=== Listed entries ===
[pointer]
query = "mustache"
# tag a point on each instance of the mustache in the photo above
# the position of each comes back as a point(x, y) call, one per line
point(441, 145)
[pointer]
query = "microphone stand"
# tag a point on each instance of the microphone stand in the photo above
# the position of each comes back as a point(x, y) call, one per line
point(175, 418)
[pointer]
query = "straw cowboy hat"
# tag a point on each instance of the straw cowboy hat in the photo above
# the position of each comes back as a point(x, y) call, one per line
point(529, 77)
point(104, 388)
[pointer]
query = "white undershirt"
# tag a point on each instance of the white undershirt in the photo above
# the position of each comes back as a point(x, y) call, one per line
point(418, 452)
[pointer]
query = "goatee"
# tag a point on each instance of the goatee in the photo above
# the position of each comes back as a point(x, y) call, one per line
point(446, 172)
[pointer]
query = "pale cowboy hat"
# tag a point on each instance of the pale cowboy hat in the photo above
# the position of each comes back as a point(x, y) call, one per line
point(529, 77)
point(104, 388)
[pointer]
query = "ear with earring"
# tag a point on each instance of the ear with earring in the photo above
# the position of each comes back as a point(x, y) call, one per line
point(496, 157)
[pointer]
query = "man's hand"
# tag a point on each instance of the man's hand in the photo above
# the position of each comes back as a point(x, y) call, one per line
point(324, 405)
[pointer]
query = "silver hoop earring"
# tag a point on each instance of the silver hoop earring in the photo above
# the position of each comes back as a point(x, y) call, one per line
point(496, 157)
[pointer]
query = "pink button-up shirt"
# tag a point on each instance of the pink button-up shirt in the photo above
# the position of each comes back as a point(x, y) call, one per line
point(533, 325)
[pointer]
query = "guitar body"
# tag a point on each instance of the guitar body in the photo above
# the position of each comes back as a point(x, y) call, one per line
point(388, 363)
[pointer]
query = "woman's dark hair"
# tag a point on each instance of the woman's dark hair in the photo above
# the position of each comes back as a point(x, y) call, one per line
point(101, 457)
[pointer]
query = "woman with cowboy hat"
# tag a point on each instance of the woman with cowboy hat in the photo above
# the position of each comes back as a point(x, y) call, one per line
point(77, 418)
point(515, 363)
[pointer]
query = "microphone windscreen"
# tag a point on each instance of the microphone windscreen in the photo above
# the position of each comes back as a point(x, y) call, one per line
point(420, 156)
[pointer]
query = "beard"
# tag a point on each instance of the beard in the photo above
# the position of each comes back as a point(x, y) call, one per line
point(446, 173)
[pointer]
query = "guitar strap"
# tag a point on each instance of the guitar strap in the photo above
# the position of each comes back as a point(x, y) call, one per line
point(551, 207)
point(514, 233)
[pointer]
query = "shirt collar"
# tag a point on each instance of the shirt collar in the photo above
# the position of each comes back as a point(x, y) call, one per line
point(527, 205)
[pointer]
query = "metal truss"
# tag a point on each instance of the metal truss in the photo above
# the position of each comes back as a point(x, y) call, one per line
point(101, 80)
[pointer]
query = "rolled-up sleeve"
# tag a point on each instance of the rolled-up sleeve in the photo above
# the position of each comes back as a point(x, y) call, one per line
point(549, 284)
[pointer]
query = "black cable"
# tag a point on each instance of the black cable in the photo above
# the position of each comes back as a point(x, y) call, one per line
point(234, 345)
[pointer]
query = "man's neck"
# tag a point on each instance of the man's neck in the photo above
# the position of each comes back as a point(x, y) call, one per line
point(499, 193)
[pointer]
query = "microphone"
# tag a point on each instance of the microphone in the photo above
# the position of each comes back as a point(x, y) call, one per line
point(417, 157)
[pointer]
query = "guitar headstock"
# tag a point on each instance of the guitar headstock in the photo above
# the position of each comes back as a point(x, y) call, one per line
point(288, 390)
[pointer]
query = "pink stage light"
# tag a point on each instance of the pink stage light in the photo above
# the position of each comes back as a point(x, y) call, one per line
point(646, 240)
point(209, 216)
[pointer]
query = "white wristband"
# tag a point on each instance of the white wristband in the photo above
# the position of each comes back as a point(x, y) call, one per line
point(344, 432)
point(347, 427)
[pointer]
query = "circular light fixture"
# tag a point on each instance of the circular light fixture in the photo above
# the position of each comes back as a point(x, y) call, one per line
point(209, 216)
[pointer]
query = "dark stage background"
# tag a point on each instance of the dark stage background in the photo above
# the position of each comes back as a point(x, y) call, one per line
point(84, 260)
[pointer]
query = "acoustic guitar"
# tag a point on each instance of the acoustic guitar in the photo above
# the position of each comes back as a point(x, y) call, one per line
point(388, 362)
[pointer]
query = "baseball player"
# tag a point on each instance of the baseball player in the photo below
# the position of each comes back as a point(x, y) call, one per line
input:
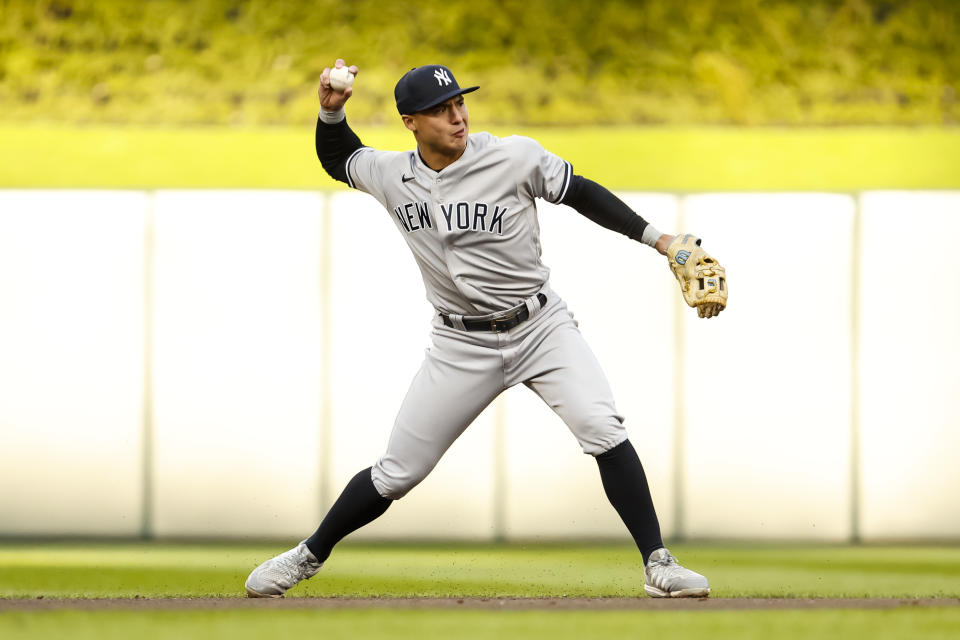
===
• _Directions_: Give only the number of lines in the rows above that contain the string "windscreen", matching case exactly.

• _Result below_: 2